>> BEGIN
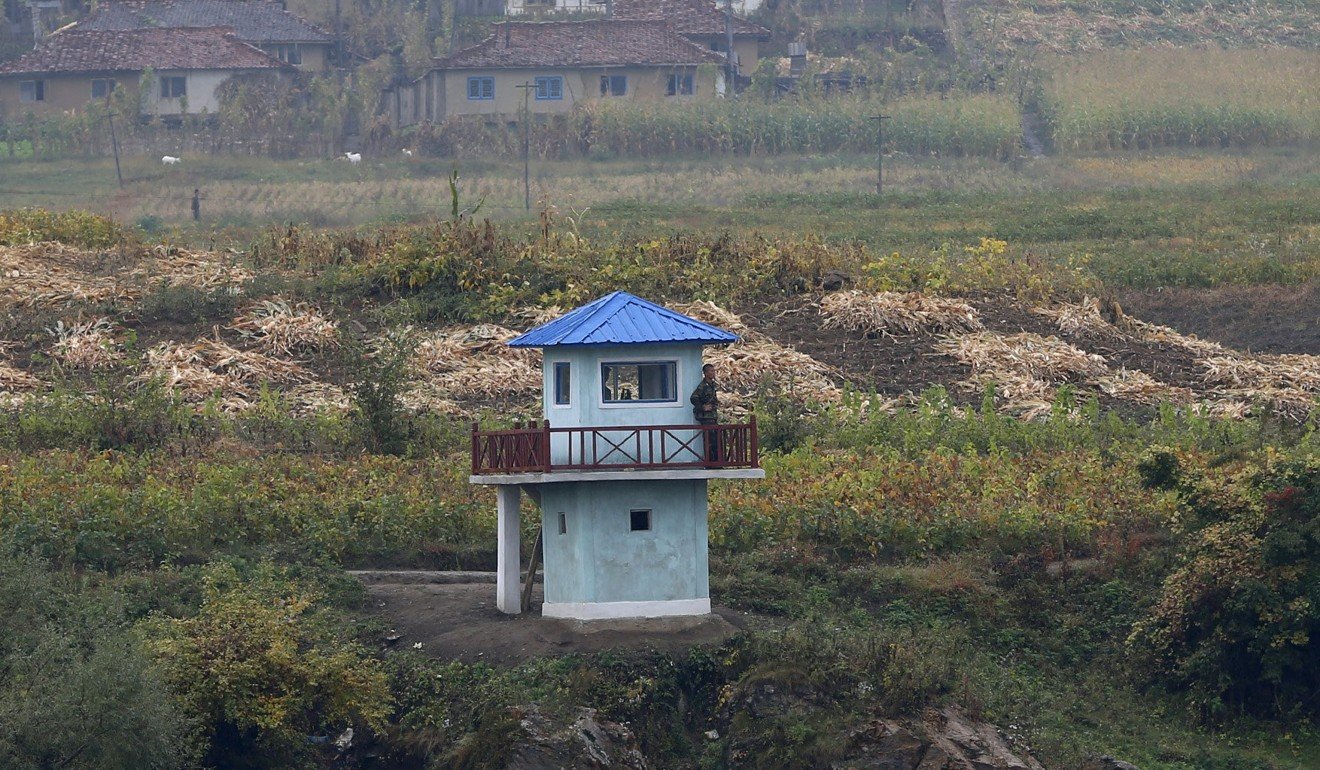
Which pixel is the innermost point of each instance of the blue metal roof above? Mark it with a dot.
(621, 318)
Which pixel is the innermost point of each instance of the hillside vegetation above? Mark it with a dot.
(196, 444)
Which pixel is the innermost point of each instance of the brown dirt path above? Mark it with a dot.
(460, 621)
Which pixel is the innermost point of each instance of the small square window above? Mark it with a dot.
(481, 89)
(549, 89)
(562, 383)
(291, 54)
(102, 87)
(679, 86)
(173, 87)
(614, 85)
(654, 382)
(32, 90)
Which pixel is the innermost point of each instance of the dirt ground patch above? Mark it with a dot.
(908, 363)
(461, 622)
(1254, 318)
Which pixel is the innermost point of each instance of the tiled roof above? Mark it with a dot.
(622, 318)
(688, 16)
(74, 50)
(252, 20)
(599, 42)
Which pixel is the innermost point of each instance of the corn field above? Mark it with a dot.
(1184, 98)
(965, 126)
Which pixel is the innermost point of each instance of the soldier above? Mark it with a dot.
(705, 408)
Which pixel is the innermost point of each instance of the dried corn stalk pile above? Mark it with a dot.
(89, 345)
(317, 396)
(1134, 385)
(474, 362)
(213, 369)
(898, 313)
(535, 316)
(16, 381)
(280, 328)
(1290, 385)
(427, 398)
(1024, 367)
(1024, 355)
(754, 361)
(1084, 317)
(52, 275)
(196, 270)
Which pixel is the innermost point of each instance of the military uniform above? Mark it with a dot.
(705, 408)
(705, 403)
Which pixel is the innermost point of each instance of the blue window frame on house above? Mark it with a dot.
(614, 85)
(549, 89)
(562, 383)
(628, 382)
(481, 89)
(680, 85)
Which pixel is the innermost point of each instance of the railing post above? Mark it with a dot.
(545, 447)
(755, 444)
(475, 449)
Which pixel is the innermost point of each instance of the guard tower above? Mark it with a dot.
(618, 464)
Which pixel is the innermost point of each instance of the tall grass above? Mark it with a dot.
(1183, 98)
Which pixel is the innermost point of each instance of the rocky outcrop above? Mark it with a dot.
(940, 740)
(589, 742)
(1104, 762)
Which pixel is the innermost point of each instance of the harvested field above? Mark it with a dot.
(758, 362)
(89, 345)
(891, 313)
(1254, 318)
(280, 328)
(211, 369)
(53, 275)
(473, 362)
(807, 349)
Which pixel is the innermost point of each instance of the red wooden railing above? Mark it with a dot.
(539, 448)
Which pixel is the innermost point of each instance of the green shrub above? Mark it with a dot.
(1237, 624)
(258, 670)
(77, 690)
(73, 227)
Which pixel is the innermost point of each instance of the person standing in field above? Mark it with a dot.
(705, 408)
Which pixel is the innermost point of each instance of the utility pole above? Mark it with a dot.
(731, 86)
(527, 135)
(879, 152)
(114, 140)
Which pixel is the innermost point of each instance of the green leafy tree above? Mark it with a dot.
(1237, 624)
(77, 688)
(260, 670)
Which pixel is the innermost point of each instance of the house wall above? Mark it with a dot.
(201, 91)
(545, 7)
(746, 48)
(64, 93)
(598, 560)
(316, 56)
(449, 90)
(588, 408)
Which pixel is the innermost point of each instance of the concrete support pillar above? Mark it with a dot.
(510, 556)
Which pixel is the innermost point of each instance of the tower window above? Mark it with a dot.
(562, 383)
(625, 382)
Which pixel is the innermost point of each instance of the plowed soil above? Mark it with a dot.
(1254, 318)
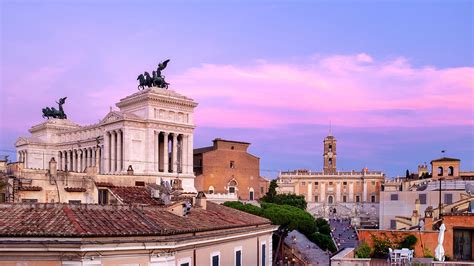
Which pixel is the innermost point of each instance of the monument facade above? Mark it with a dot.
(336, 193)
(150, 134)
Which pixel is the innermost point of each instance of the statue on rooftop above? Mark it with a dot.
(156, 80)
(53, 112)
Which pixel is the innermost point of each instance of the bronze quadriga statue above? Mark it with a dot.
(156, 79)
(53, 113)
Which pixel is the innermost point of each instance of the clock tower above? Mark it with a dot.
(329, 155)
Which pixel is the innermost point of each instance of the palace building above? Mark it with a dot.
(151, 135)
(227, 171)
(332, 192)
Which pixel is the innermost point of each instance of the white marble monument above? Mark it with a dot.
(152, 132)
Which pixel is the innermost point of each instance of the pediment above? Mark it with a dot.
(21, 141)
(112, 117)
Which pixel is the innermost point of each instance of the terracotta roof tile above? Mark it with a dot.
(134, 195)
(115, 220)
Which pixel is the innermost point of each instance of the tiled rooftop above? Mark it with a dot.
(134, 195)
(115, 220)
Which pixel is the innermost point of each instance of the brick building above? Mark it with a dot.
(90, 234)
(332, 192)
(228, 168)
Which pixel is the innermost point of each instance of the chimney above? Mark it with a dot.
(53, 167)
(201, 200)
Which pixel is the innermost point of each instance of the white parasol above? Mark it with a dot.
(439, 251)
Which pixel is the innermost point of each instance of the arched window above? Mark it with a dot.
(451, 171)
(232, 185)
(440, 171)
(330, 200)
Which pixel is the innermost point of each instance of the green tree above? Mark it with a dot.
(363, 251)
(408, 242)
(323, 241)
(323, 226)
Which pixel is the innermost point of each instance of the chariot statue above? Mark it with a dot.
(53, 112)
(156, 79)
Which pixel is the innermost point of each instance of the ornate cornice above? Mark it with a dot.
(162, 96)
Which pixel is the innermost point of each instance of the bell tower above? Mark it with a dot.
(329, 155)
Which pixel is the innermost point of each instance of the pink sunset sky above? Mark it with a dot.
(393, 100)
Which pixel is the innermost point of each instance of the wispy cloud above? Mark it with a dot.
(351, 90)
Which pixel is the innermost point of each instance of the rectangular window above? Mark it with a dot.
(422, 198)
(448, 198)
(184, 261)
(393, 224)
(215, 260)
(103, 196)
(29, 200)
(238, 258)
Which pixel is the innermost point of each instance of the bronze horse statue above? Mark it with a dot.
(53, 113)
(156, 80)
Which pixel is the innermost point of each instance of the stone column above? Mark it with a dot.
(119, 151)
(69, 160)
(113, 153)
(74, 152)
(338, 192)
(88, 157)
(323, 193)
(157, 150)
(80, 156)
(97, 161)
(59, 160)
(190, 154)
(351, 191)
(106, 153)
(165, 152)
(184, 154)
(310, 192)
(174, 160)
(364, 191)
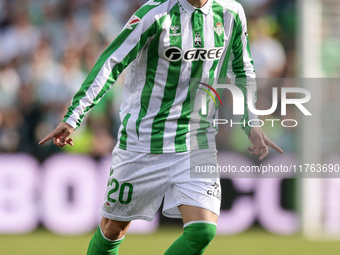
>> END
> Exercise instructions
Put every line of the data above into a numbered list, skipping any blank lines. Leave the pictures out.

> Reply
1. Which pixel is the innermost point of each instance of the blue metal roof above? Mark it with a dot.
2. (621, 318)
3. Which pixel is the innermost point of each instance of the hillside vegetation above? Mark it with a dot.
4. (196, 444)
5. Which pixel is the innermost point of each instance of the brown dirt path above? Mark it with a dot.
6. (460, 621)
7. Which pixel is the innermost point of each instance of the small square window above? Mark it with a dot.
8. (481, 89)
9. (549, 89)
10. (562, 383)
11. (291, 54)
12. (102, 87)
13. (679, 86)
14. (173, 87)
15. (614, 85)
16. (654, 382)
17. (32, 90)
18. Which pixel is the innermost point of each instance of the dirt ground patch above? Mark it with a dot.
19. (908, 363)
20. (461, 622)
21. (1254, 318)
22. Which pixel is the innermost point of each instance of the tiled roof above? Mark it with a dot.
23. (622, 318)
24. (688, 16)
25. (74, 50)
26. (252, 20)
27. (599, 42)
28. Which pixel is the innermost point of each instance of the corn field above? Mark it with a dot.
29. (1184, 98)
30. (965, 126)
31. Which pixel is the innermost point of each instance of the soldier above? Mark it with a dot.
32. (705, 408)
33. Which pixel is the innermost point of each instance of the dried corn stalk pile above? Mark it with a dot.
34. (89, 345)
35. (317, 396)
36. (1134, 385)
37. (474, 362)
38. (213, 369)
39. (898, 313)
40. (535, 316)
41. (16, 381)
42. (280, 328)
43. (1290, 385)
44. (427, 398)
45. (1024, 367)
46. (1024, 355)
47. (754, 361)
48. (1084, 317)
49. (52, 275)
50. (196, 270)
51. Which pixel is the innermost point of each instance of the military uniform above? Mark it with a dot.
52. (705, 408)
53. (705, 403)
54. Which pixel is the innermost point of each instance of the blue window frame on house above? Mark it with a dot.
55. (614, 85)
56. (549, 89)
57. (562, 383)
58. (628, 382)
59. (481, 89)
60. (680, 85)
61. Which pixel is the innermost point of each instance of the railing post above? Mark it with a dot.
62. (545, 447)
63. (755, 444)
64. (475, 449)
65. Which pixel is the innermost point of each instance of the guard tower above? Mark it with a dot.
66. (618, 464)
67. Which pixel is the innermost point of each instance of the tall grass above? Mark it with a dot.
68. (1183, 98)
69. Which pixel is the innermost point of each instance of the rocky outcrop above? Mark it with a dot.
70. (940, 740)
71. (589, 742)
72. (1104, 762)
73. Which pixel is the innermost point of each instance of the harvested field above? Mark it with a dot.
74. (758, 362)
75. (89, 345)
76. (891, 313)
77. (1254, 318)
78. (280, 328)
79. (211, 369)
80. (53, 275)
81. (473, 362)
82. (807, 349)
83. Which pixel is the innermost point of each instance of the red wooden railing above? Mark it with a dot.
84. (539, 448)
85. Which pixel is the innermost point of each instance of the green shrub above? Mark it with a dot.
86. (1237, 624)
87. (258, 670)
88. (77, 690)
89. (73, 227)
90. Which pixel is the innermost point of each instance of the person standing in field above? Mark it with a dot.
91. (705, 408)
92. Which pixel is the innermost point of each instance of the utility pole above? Mark it with a dot.
93. (731, 86)
94. (527, 135)
95. (879, 152)
96. (114, 140)
97. Which pixel is the innermost point of each instance of the green leafy tree above? Mark it with a dot.
98. (1237, 624)
99. (77, 688)
100. (260, 670)
101. Which pixel is the innermost point of each instance of the house wall above? Mark it with a dot.
102. (201, 91)
103. (545, 7)
104. (746, 48)
105. (64, 93)
106. (598, 560)
107. (316, 56)
108. (449, 90)
109. (588, 408)
110. Which pixel is the innermost point of each instance of the concrete support pillar above? Mark it with a dot.
111. (510, 556)
112. Which pixel is the innermost point of each instance of the tower window above? Mark it with a dot.
113. (562, 383)
114. (625, 382)
115. Which pixel is the innermost point of each instance of the plowed soil above? Mark it with a dot.
116. (1254, 318)
117. Which pixel is the innermost point of each instance of the monument facade above? Mark it with a dot.
118. (336, 193)
119. (150, 134)
120. Which pixel is the innermost point of each instance of the statue on rooftop above? Mark it with a dot.
121. (156, 80)
122. (53, 112)
123. Which pixel is the innermost point of each instance of the bronze quadriga statue above? Mark it with a dot.
124. (156, 79)
125. (53, 113)
126. Which pixel is the innermost point of each instance of the clock tower above? Mark it with a dot.
127. (329, 155)
128. Which pixel is the innermost point of each instance of the palace building above? Mark it with a dot.
129. (151, 135)
130. (227, 171)
131. (332, 192)
132. Which pixel is the innermost point of each instance of the white marble monument above? Mark it with a dot.
133. (152, 132)
134. Which pixel is the innermost point of each instance of the pediment above? Mark it with a dot.
135. (21, 141)
136. (112, 117)
137. Which pixel is the innermost point of each instance of the terracotta roof tile above? Mark it with a dot.
138. (134, 195)
139. (115, 220)
140. Which pixel is the innermost point of each instance of the tiled rooftop above? Mark it with a dot.
141. (134, 195)
142. (115, 220)
143. Which pixel is the innermost point of each instance of the brick building above? Mark it with a dot.
144. (90, 234)
145. (332, 192)
146. (228, 168)
147. Which pixel is the innermost point of each instance of the chimney above? Mark it with a dot.
148. (53, 167)
149. (201, 200)
150. Which pixel is the innermost point of each instance of the white parasol above? Mark it with a dot.
151. (439, 251)
152. Which pixel is the innermost point of each instance of the arched window above? Mark it with a dot.
153. (451, 171)
154. (232, 185)
155. (440, 171)
156. (330, 200)
157. Which pixel is the innermost point of each instance of the green tree above? Mark it with a dot.
158. (363, 251)
159. (408, 242)
160. (323, 241)
161. (323, 226)
162. Which pixel is the innermost point of each instance of the chariot statue above? Mark it with a dot.
163. (53, 112)
164. (156, 79)
165. Which pixel is the innermost point of each instance of the ornate cornice above? Mark it with a dot.
166. (162, 96)
167. Which pixel is the innermost point of each instance of the bell tower above? Mark it with a dot.
168. (329, 155)
169. Which pixel is the innermost point of each instance of the pink sunset sky above? Mark it with a dot.
170. (393, 100)
171. Which pixel is the innermost point of each instance of the wispy cloud above? Mark it with a dot.
172. (351, 90)
173. Which pixel is the innermost point of each instance of the rectangular window above? Mark it with a dot.
174. (422, 198)
175. (448, 198)
176. (184, 261)
177. (393, 224)
178. (215, 260)
179. (103, 196)
180. (29, 200)
181. (238, 258)
182. Which pixel is the innermost point of each instance of the bronze horse statue above? Mark it with a dot.
183. (53, 113)
184. (156, 80)
185. Which pixel is the innermost point of each instance of the stone column above? Mark it with a dot.
186. (119, 151)
187. (69, 160)
188. (113, 153)
189. (74, 152)
190. (338, 192)
191. (88, 157)
192. (323, 193)
193. (157, 150)
194. (80, 156)
195. (97, 161)
196. (59, 160)
197. (190, 154)
198. (351, 191)
199. (106, 153)
200. (165, 152)
201. (184, 154)
202. (310, 192)
203. (174, 160)
204. (364, 191)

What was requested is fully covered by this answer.